» Required tasks
(1) According to the article on plant-based dinners, how many U.S. adults' data did the researchers study?
(2) Extract the passage of the article on plant-based dinners starting with "Researchers at Harbin" and going on through "author Ying Li.".

» Passage to read
○ ○ ○ ○ ○
Plant-based dinners 'can cut heart disease risk'

·1-min read

Eating a plant-based dinner can reduce your risk of heart disease by around ten per cent, according to experts in China.

Researchers at Harbin Medical University in China studied 27,911 U.S. adults' data from the country's National Health and Nutrition Examination Survey and analysed dietary information collected during interviews taken over two days.

The good news for meat-eaters is that you don't have to give up your bacon breakfast altogether, as the experts examined the association between eating different fats and carbohydrates at different times of the day. Their analysis found that eating a plant-based dinner, even if you have meat earlier in the day, reduced your heart disease risk.

"Meal timing along with food quality are important factors to consider when looking for ways to lower your risk of heart disease. Our study found people who eat a plant-based dinner with more whole carbs and unsaturated fats reduced their risk of heart disease by ten per cent," said study author Ying Li.

"It's always recommended to eat a healthy diet, especially for those at high risk for heart disease, but we found that eating meat and refined carbs for breakfast instead of dinner was associated with a lower risk."

It's hoped that the research could help meat-lovers cut down on their intake as cardiovascular diseases like congestive heart failure, heart attacks and strokes kill almost 18 million people globally each year - meaning that even a small change in diet, like ditching meat when having your evening meal, could save a large number of lives.

The new study was published in the Endocrine Society's Journal of Clinical Endocrinology & Metabolism.
○ ○ ○ ○ ○
» Data under study
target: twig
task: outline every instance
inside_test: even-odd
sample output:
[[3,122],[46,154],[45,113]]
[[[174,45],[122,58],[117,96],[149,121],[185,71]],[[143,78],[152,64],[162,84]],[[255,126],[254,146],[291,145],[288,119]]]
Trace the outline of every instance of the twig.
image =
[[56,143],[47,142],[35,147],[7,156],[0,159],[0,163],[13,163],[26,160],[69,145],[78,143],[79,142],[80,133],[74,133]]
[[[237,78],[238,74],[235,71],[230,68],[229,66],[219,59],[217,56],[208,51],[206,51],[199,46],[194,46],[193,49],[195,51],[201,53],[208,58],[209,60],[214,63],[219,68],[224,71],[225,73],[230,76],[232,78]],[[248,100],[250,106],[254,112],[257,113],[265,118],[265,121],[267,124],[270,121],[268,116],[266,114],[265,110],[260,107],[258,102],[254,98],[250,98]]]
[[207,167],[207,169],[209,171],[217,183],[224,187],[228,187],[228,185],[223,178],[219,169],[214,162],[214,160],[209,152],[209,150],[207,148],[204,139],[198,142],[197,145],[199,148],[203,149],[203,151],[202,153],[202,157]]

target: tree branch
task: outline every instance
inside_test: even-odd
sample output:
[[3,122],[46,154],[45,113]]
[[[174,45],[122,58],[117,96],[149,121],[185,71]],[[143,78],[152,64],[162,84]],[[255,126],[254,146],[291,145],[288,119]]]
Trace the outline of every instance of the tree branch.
○ ○ ○ ○ ○
» Answers provided
(1) 27,911

(2)
Researchers at Harbin Medical University in China studied 27,911 U.S. adults' data from the country's National Health and Nutrition Examination Survey and analysed dietary information collected during interviews taken over two days.

The good news for meat-eaters is that you don't have to give up your bacon breakfast altogether, as the experts examined the association between eating different fats and carbohydrates at different times of the day. Their analysis found that eating a plant-based dinner, even if you have meat earlier in the day, reduced your heart disease risk.

"Meal timing along with food quality are important factors to consider when looking for ways to lower your risk of heart disease. Our study found people who eat a plant-based dinner with more whole carbs and unsaturated fats reduced their risk of heart disease by ten per cent," said study author Ying Li.